**Exercise objective:** Put every line of the records below into a JSON list of strings, one string per line, leaving out any blank lines.
================================
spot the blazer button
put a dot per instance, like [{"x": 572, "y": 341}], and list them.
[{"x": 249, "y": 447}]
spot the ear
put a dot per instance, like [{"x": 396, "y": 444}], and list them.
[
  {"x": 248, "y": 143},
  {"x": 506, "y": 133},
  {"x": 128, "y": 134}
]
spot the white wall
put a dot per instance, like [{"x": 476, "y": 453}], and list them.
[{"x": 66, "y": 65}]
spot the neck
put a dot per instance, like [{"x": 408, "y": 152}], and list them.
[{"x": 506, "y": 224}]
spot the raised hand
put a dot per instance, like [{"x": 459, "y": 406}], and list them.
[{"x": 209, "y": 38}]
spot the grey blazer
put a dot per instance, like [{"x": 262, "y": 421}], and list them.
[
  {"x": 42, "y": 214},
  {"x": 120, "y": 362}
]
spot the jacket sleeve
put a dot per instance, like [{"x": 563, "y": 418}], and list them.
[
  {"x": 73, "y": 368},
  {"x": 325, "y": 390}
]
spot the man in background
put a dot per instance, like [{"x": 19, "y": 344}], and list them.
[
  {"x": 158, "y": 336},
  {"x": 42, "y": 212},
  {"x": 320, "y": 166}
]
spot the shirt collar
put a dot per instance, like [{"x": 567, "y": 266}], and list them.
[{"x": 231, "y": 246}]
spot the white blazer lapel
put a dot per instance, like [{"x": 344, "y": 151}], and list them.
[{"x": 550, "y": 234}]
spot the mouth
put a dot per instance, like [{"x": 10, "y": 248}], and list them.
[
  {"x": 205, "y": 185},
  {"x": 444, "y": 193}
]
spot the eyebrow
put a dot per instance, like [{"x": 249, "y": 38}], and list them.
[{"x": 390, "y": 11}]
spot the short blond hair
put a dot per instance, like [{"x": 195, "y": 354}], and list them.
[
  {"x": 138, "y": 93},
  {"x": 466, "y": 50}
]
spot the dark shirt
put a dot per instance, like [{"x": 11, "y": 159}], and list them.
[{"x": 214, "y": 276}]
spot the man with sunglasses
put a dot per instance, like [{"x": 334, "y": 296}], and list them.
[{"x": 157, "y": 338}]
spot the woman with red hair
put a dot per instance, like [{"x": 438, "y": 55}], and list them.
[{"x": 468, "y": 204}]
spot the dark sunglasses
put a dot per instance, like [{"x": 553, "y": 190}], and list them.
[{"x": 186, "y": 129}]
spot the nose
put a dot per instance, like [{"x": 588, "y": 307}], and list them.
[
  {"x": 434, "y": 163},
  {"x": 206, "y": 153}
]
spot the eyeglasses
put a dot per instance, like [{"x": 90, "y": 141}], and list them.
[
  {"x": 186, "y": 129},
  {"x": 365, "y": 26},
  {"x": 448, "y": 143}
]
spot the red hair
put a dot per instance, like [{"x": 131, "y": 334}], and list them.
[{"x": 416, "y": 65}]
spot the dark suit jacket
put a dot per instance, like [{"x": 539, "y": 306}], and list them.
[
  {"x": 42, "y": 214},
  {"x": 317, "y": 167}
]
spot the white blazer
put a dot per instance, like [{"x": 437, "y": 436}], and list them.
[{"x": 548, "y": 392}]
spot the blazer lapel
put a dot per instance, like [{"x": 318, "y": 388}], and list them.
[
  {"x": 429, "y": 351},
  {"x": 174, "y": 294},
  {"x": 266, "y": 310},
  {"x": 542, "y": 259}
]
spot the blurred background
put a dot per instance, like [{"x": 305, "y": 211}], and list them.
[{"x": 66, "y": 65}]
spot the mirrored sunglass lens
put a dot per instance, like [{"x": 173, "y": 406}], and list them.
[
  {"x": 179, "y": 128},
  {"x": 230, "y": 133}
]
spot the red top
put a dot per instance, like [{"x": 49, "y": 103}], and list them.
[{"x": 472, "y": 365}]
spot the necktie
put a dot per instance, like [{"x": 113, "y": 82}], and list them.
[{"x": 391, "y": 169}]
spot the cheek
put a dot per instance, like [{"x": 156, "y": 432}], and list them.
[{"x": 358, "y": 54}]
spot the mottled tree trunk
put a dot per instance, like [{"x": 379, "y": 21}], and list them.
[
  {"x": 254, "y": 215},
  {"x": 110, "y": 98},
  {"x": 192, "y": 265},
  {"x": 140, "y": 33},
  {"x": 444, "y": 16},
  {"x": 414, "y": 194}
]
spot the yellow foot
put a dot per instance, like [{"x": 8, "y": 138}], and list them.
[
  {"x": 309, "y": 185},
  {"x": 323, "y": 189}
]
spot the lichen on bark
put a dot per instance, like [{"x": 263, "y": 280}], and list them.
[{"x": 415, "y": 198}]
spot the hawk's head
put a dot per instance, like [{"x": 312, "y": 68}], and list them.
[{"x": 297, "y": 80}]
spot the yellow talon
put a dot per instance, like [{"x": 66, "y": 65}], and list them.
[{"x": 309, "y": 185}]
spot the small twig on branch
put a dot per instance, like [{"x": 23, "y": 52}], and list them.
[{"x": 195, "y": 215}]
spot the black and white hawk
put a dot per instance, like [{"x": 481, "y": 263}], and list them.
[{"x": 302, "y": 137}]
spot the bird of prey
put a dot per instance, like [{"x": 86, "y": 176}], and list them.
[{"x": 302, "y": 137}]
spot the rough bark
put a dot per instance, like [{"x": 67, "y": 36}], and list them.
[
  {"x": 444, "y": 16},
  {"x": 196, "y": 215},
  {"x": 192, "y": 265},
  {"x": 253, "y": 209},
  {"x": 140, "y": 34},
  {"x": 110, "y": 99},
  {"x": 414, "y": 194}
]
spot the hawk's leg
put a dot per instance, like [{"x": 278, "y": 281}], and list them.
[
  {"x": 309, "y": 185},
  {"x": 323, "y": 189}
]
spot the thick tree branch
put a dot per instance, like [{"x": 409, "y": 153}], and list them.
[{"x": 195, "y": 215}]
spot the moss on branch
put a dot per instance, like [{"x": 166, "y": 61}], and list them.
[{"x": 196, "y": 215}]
================================
**Response:**
[
  "spot the blazer button",
  "put a dot per instance, like [{\"x\": 572, \"y\": 341}], and list them.",
  "[{\"x\": 249, \"y\": 447}]",
  "spot the ear",
  "put a dot per instance, like [{\"x\": 396, \"y\": 444}], and list them.",
  "[",
  "  {\"x\": 248, \"y\": 143},",
  "  {\"x\": 506, \"y\": 133},",
  "  {\"x\": 128, \"y\": 134}",
  "]",
  "spot the white wall",
  "put a dot per instance, like [{\"x\": 476, \"y\": 453}], and list them.",
  "[{\"x\": 66, \"y\": 65}]",
  "spot the neck",
  "put a dot per instance, like [{\"x\": 408, \"y\": 152}], and list them.",
  "[{\"x\": 506, \"y\": 224}]",
  "spot the raised hand",
  "put a dot per instance, like [{\"x\": 459, \"y\": 406}], and list them.",
  "[{\"x\": 209, \"y\": 38}]",
  "spot the grey blazer",
  "put a dot per instance, like [{\"x\": 262, \"y\": 421}], and list them.",
  "[",
  "  {\"x\": 42, \"y\": 214},",
  "  {\"x\": 120, \"y\": 362}",
  "]",
  "spot the jacket sleeve",
  "put a dot per instance, like [{\"x\": 563, \"y\": 418}], and list them.",
  "[",
  "  {\"x\": 73, \"y\": 368},",
  "  {\"x\": 325, \"y\": 390}",
  "]",
  "spot the man in background",
  "put a dot per instance, like [{\"x\": 19, \"y\": 344}], and list them.",
  "[",
  "  {\"x\": 158, \"y\": 336},",
  "  {\"x\": 42, \"y\": 212},",
  "  {\"x\": 320, \"y\": 166}",
  "]",
  "spot the shirt collar",
  "put a dot per instance, like [{\"x\": 567, \"y\": 266}], and list them.",
  "[{\"x\": 231, \"y\": 246}]",
  "spot the white blazer lapel",
  "put a dot per instance, like [{\"x\": 344, \"y\": 151}], and list them.",
  "[{\"x\": 550, \"y\": 234}]",
  "spot the mouth",
  "put a dot per instance, like [{\"x\": 10, \"y\": 248}], and list them.",
  "[",
  "  {\"x\": 205, \"y\": 185},",
  "  {\"x\": 444, \"y\": 193}",
  "]",
  "spot the eyebrow",
  "put a dot per instance, like [{\"x\": 249, \"y\": 38}], and list them.",
  "[{\"x\": 390, \"y\": 11}]",
  "spot the short blond hair",
  "put a dot per instance, like [{\"x\": 195, \"y\": 354}], and list them.",
  "[",
  "  {\"x\": 138, \"y\": 93},",
  "  {\"x\": 466, \"y\": 50}",
  "]",
  "spot the dark shirt",
  "put a dot per instance, like [{\"x\": 11, \"y\": 159}], and list them.",
  "[{\"x\": 214, \"y\": 276}]",
  "spot the man with sunglasses",
  "put a dot per instance, like [{\"x\": 334, \"y\": 296}], and list them.",
  "[{\"x\": 157, \"y\": 338}]",
  "spot the woman with red hair",
  "put a dot per instance, like [{\"x\": 438, \"y\": 55}], and list them.",
  "[{\"x\": 468, \"y\": 204}]",
  "spot the dark sunglasses",
  "put a dot per instance, like [{\"x\": 553, \"y\": 190}], and list them.",
  "[{\"x\": 186, \"y\": 129}]",
  "spot the nose",
  "put a dot per instance, like [{\"x\": 588, \"y\": 307}], and list them.",
  "[",
  "  {\"x\": 434, \"y\": 163},",
  "  {\"x\": 206, \"y\": 153}",
  "]",
  "spot the eyeglasses",
  "put a dot per instance, like [{\"x\": 90, \"y\": 141}], and list them.",
  "[",
  "  {\"x\": 186, \"y\": 129},",
  "  {\"x\": 365, \"y\": 26},",
  "  {\"x\": 448, \"y\": 143}",
  "]",
  "spot the red hair",
  "put a dot per instance, like [{\"x\": 131, \"y\": 334}], and list them.",
  "[{\"x\": 416, \"y\": 65}]",
  "spot the dark suit jacket",
  "put a dot per instance, like [{\"x\": 539, \"y\": 306}], and list them.",
  "[",
  "  {\"x\": 42, \"y\": 214},",
  "  {\"x\": 317, \"y\": 167}",
  "]",
  "spot the white blazer",
  "put a dot per instance, like [{\"x\": 437, \"y\": 436}], and list them.",
  "[{\"x\": 548, \"y\": 392}]",
  "spot the blazer lapel",
  "put a dot per instance, like [{\"x\": 318, \"y\": 388}], and list them.",
  "[",
  "  {\"x\": 429, \"y\": 351},",
  "  {\"x\": 174, \"y\": 294},",
  "  {\"x\": 266, \"y\": 310},",
  "  {\"x\": 542, \"y\": 259}",
  "]",
  "spot the blurred background",
  "put a dot per instance, like [{\"x\": 305, \"y\": 211}], and list them.",
  "[{\"x\": 66, \"y\": 65}]",
  "spot the mirrored sunglass lens",
  "put a dot per instance, like [{\"x\": 173, \"y\": 406}], and list them.",
  "[",
  "  {\"x\": 179, \"y\": 128},",
  "  {\"x\": 230, \"y\": 133}",
  "]",
  "spot the red top",
  "put a dot per instance, like [{\"x\": 49, \"y\": 103}], and list them.",
  "[{\"x\": 472, \"y\": 365}]",
  "spot the necktie",
  "put a dot per instance, like [{\"x\": 113, \"y\": 82}], and list them.",
  "[{\"x\": 391, \"y\": 169}]",
  "spot the cheek",
  "put a dot per instance, like [{\"x\": 156, \"y\": 432}], and list them.",
  "[{\"x\": 358, \"y\": 54}]",
  "spot the mottled tree trunk",
  "put a dot per instance, like [{\"x\": 379, \"y\": 21}], and list them.",
  "[",
  "  {\"x\": 254, \"y\": 215},",
  "  {\"x\": 110, \"y\": 98},",
  "  {\"x\": 192, \"y\": 265},",
  "  {\"x\": 140, \"y\": 33},",
  "  {\"x\": 444, \"y\": 16},",
  "  {\"x\": 414, \"y\": 194}",
  "]",
  "spot the yellow foot",
  "put a dot per instance, like [{\"x\": 8, \"y\": 138}], and list them.",
  "[",
  "  {\"x\": 309, \"y\": 185},",
  "  {\"x\": 323, \"y\": 189}",
  "]",
  "spot the lichen on bark",
  "put a dot per instance, like [{\"x\": 263, \"y\": 280}], and list them.",
  "[{\"x\": 415, \"y\": 198}]",
  "spot the hawk's head",
  "put a dot per instance, like [{\"x\": 312, \"y\": 68}], and list them.",
  "[{\"x\": 297, \"y\": 80}]",
  "spot the yellow talon",
  "put a dot per instance, like [{\"x\": 66, \"y\": 65}], and list them.",
  "[{\"x\": 309, \"y\": 185}]",
  "spot the small twig on branch",
  "put a dot per instance, like [{\"x\": 23, \"y\": 52}], and list them.",
  "[{\"x\": 195, \"y\": 215}]",
  "spot the black and white hawk",
  "put a dot per instance, like [{\"x\": 481, \"y\": 263}], and list them.",
  "[{\"x\": 302, \"y\": 137}]",
  "spot the bird of prey",
  "put a dot per instance, like [{\"x\": 86, \"y\": 176}], and list them.",
  "[{\"x\": 302, \"y\": 137}]",
  "spot the rough bark",
  "put a dot per instance, like [{\"x\": 67, \"y\": 36}], and list them.",
  "[",
  "  {\"x\": 444, \"y\": 16},",
  "  {\"x\": 196, \"y\": 215},",
  "  {\"x\": 192, \"y\": 265},",
  "  {\"x\": 253, \"y\": 209},",
  "  {\"x\": 140, \"y\": 34},",
  "  {\"x\": 110, \"y\": 99},",
  "  {\"x\": 414, \"y\": 194}",
  "]",
  "spot the hawk's leg",
  "put a dot per instance, like [{\"x\": 278, \"y\": 281}], and list them.",
  "[",
  "  {\"x\": 309, \"y\": 185},",
  "  {\"x\": 323, \"y\": 189}",
  "]",
  "spot the thick tree branch",
  "put a dot per instance, like [{\"x\": 409, \"y\": 153}], and list them.",
  "[{\"x\": 195, \"y\": 215}]",
  "spot the moss on branch",
  "put a dot per instance, like [{\"x\": 166, \"y\": 61}], and list them.",
  "[{\"x\": 196, \"y\": 215}]"
]